## Task:
Duplicate the passage on agentic AI security risks verbatim, starting with "Researchers also noted" and going on through "mitigate abnormal behavior.".

## Page extract:

Researchers also noted that attackers could perform denial-of-service (DOS) attacks via malformed files. Security experts say such risks are amplified when agentic AI tools are used by non-technical users who may struggle to recognize or mitigate abnormal behavior.

Dr. Margaret Cunningham, Vice President of Security and AI Strategy at Darktrace, said technical literacy plays a significant role in safely using agentic AI tools.

“People with strong technical literacy know how to do things like sandbox agents or avoid risky connectors, and they may be more likely to recognize dangerous patterns. Non-technical users don't usually understand how to do this, and CoWork is targeted at non-technical or less technical users.”

“In my opinion, this is an example of where we can see the capability gap illustrated such that those with high AI literacy are protected and those without it are disproportionately exposed to risks,” Cunningham added.

Gal Moyal, from the CTO Office at Noma Security, said integrating Cowork with broader Claude capabilities increases exposure if guardrails are insufficient. "It’s not only my local drive which I provide access to, but also all the integrations are now at risk for sensitive data exfiltration, data removal or alteration, and sending emails or publishing posts under your name."

Data extracted from a collection:
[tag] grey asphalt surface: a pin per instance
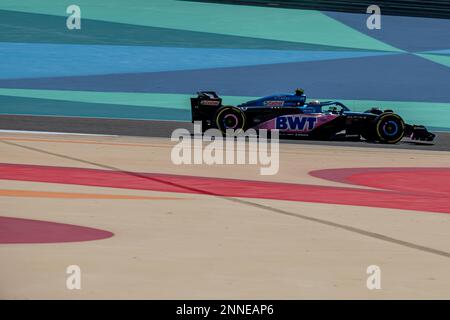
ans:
(154, 128)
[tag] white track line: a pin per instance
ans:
(57, 133)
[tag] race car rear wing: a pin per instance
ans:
(205, 105)
(420, 133)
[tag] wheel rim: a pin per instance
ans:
(230, 121)
(390, 128)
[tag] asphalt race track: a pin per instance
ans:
(164, 129)
(87, 175)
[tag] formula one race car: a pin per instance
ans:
(293, 116)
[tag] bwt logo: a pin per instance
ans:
(296, 123)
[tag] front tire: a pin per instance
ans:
(389, 128)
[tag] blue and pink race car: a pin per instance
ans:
(294, 117)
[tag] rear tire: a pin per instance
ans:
(229, 117)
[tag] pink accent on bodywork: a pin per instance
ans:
(321, 120)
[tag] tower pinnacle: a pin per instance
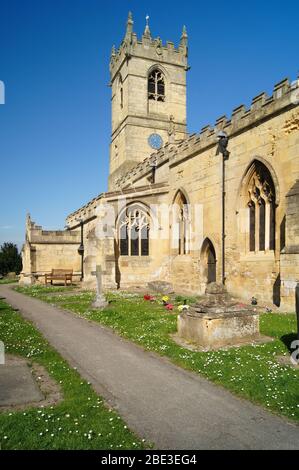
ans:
(147, 31)
(130, 23)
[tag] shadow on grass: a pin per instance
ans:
(288, 339)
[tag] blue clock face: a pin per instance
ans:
(155, 141)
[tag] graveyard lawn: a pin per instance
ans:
(80, 421)
(251, 372)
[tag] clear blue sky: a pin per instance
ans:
(54, 56)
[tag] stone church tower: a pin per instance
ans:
(148, 81)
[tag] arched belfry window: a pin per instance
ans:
(133, 232)
(261, 208)
(121, 91)
(156, 85)
(181, 224)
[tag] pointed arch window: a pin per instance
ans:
(133, 232)
(121, 92)
(156, 85)
(181, 232)
(261, 209)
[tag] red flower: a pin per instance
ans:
(169, 306)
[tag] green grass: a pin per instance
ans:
(8, 281)
(251, 372)
(80, 421)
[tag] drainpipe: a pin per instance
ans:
(222, 148)
(81, 250)
(297, 308)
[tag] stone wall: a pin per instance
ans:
(45, 250)
(289, 264)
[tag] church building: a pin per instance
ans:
(177, 209)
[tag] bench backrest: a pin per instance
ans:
(56, 272)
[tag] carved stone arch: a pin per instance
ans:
(157, 83)
(180, 223)
(139, 203)
(183, 192)
(160, 67)
(257, 201)
(248, 172)
(208, 260)
(132, 228)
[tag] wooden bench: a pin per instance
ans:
(59, 275)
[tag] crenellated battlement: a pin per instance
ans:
(285, 94)
(148, 47)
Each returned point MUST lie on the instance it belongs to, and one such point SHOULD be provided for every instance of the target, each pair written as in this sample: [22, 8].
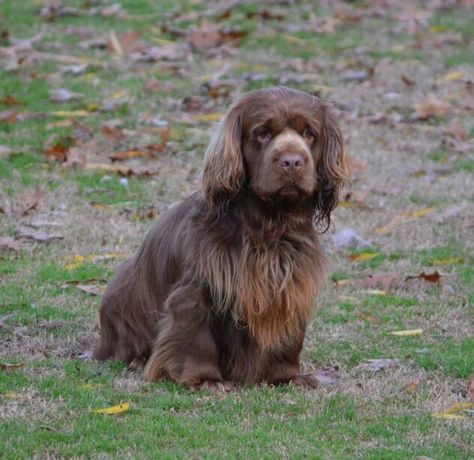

## Written answer:
Researchers also noted that attackers could perform denial-of-service (DOS) attacks via malformed files. Security experts say such risks are amplified when agentic AI tools are used by non-technical users who may struggle to recognize or mitigate abnormal behavior.